### TASK REQUIREMENTS
Starting at the line that contains "Category: crossarm of pylon" and ending at the line that contains "(1059, 435)", write every line out again, requests included. Multiply each pixel coordinate in the answers by 2.25 and round it to a whole number, with halves rounded up.

### RECORDS SUPPLIED
⟨

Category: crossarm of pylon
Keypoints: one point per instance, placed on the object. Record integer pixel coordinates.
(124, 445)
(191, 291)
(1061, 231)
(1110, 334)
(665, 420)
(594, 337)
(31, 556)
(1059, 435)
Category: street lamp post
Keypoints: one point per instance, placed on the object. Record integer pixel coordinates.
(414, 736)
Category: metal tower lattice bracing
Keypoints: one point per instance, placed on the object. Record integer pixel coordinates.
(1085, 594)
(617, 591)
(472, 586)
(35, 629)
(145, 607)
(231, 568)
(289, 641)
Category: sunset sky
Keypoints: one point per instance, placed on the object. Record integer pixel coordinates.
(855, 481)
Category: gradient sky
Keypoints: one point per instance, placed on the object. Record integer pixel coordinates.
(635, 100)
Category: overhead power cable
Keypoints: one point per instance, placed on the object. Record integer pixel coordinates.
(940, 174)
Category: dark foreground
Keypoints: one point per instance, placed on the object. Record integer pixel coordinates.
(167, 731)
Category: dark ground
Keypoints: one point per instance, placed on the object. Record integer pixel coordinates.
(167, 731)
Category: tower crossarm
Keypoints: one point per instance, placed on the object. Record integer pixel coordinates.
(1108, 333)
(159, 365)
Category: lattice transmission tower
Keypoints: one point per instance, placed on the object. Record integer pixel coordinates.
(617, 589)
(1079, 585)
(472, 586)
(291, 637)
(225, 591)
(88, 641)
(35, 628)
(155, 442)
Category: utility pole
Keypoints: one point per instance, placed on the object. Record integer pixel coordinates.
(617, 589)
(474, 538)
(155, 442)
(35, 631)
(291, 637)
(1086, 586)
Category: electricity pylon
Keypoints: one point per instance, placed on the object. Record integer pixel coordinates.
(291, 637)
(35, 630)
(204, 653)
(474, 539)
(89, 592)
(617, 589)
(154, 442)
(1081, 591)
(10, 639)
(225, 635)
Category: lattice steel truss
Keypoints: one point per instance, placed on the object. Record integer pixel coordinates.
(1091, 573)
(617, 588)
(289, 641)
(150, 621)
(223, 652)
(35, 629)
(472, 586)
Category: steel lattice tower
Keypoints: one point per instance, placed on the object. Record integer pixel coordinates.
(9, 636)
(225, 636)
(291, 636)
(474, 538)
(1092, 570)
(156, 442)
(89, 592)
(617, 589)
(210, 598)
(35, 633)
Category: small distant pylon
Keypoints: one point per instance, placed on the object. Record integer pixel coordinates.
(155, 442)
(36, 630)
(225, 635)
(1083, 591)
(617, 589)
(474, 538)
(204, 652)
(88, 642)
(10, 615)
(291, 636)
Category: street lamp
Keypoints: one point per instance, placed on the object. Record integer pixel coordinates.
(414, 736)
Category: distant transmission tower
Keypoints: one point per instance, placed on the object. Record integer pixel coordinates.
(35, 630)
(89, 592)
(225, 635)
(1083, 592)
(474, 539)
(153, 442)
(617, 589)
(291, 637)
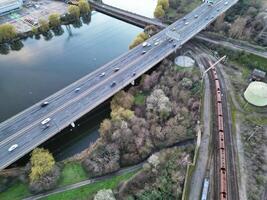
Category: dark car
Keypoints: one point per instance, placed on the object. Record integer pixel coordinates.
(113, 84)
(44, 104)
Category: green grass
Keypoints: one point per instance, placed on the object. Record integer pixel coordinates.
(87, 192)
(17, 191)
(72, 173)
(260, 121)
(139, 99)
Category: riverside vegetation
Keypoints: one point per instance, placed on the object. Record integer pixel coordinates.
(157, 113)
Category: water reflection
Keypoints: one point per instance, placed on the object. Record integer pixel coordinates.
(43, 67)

⟩
⟨

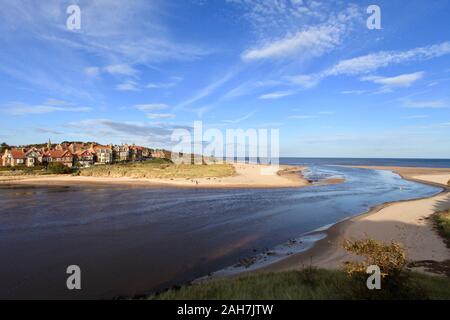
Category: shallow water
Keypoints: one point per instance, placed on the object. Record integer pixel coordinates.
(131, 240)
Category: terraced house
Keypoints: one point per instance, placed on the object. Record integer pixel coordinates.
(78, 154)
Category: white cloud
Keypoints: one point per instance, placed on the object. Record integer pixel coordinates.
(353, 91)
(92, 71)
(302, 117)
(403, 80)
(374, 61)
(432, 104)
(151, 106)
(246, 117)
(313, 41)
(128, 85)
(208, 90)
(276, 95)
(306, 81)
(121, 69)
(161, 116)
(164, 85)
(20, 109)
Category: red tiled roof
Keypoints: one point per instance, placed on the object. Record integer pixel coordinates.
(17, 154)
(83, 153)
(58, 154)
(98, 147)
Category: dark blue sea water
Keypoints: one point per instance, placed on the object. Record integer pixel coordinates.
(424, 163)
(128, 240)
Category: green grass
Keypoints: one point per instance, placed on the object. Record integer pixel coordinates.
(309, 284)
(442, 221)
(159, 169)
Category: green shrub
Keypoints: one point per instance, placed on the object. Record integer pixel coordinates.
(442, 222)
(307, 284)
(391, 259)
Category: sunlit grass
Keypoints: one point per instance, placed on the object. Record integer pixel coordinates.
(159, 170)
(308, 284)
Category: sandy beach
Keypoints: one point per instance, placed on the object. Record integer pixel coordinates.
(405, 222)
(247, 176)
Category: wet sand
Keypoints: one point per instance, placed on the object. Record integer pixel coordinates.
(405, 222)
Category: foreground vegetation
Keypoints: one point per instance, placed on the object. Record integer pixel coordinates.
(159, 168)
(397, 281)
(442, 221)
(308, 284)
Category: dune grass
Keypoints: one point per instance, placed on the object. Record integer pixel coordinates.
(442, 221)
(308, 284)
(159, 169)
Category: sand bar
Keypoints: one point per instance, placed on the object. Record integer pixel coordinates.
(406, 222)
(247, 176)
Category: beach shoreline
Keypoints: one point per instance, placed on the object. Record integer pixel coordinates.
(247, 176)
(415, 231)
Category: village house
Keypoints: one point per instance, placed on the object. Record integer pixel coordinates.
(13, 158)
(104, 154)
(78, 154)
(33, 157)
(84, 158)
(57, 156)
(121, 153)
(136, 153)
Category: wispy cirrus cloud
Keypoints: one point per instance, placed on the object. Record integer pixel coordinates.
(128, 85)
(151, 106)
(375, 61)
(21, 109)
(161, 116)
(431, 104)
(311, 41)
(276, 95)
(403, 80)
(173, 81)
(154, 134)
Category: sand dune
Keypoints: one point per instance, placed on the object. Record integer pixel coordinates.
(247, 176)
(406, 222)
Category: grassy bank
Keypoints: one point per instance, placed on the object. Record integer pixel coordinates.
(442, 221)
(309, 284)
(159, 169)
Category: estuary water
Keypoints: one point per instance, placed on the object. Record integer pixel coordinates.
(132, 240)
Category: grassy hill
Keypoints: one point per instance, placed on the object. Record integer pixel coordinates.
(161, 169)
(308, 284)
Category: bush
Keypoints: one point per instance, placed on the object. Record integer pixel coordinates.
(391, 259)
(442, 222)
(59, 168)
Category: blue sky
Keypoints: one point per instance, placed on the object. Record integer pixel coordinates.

⟩
⟨

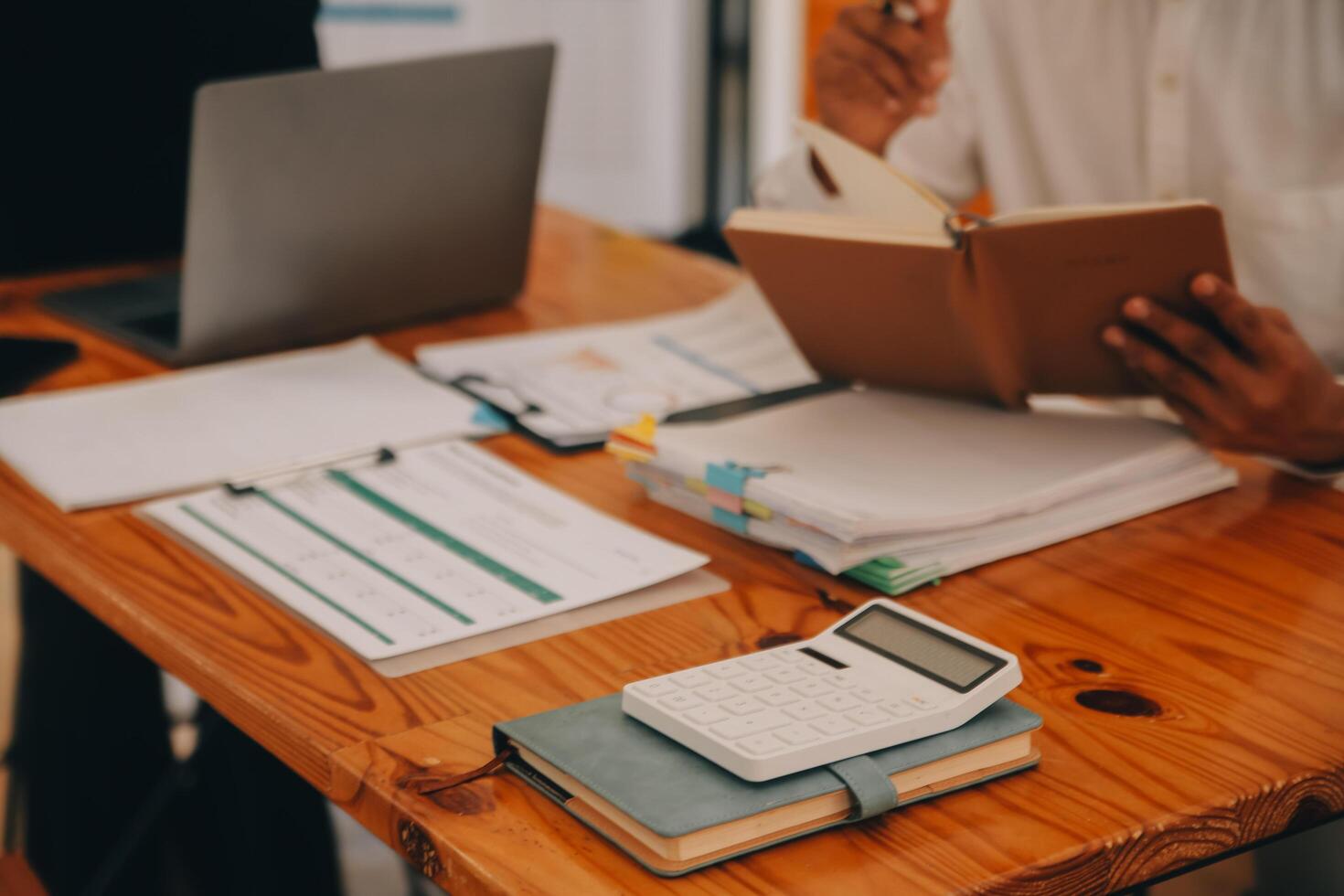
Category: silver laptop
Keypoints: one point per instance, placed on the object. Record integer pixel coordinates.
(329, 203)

⟩

### THE SOLUTION
Category: crossarm of pylon
Keypoints: one point per instance, placed on the object. Record integer pixel coordinates.
(279, 1001)
(430, 655)
(2387, 520)
(2498, 752)
(1496, 945)
(1337, 758)
(70, 1251)
(2383, 979)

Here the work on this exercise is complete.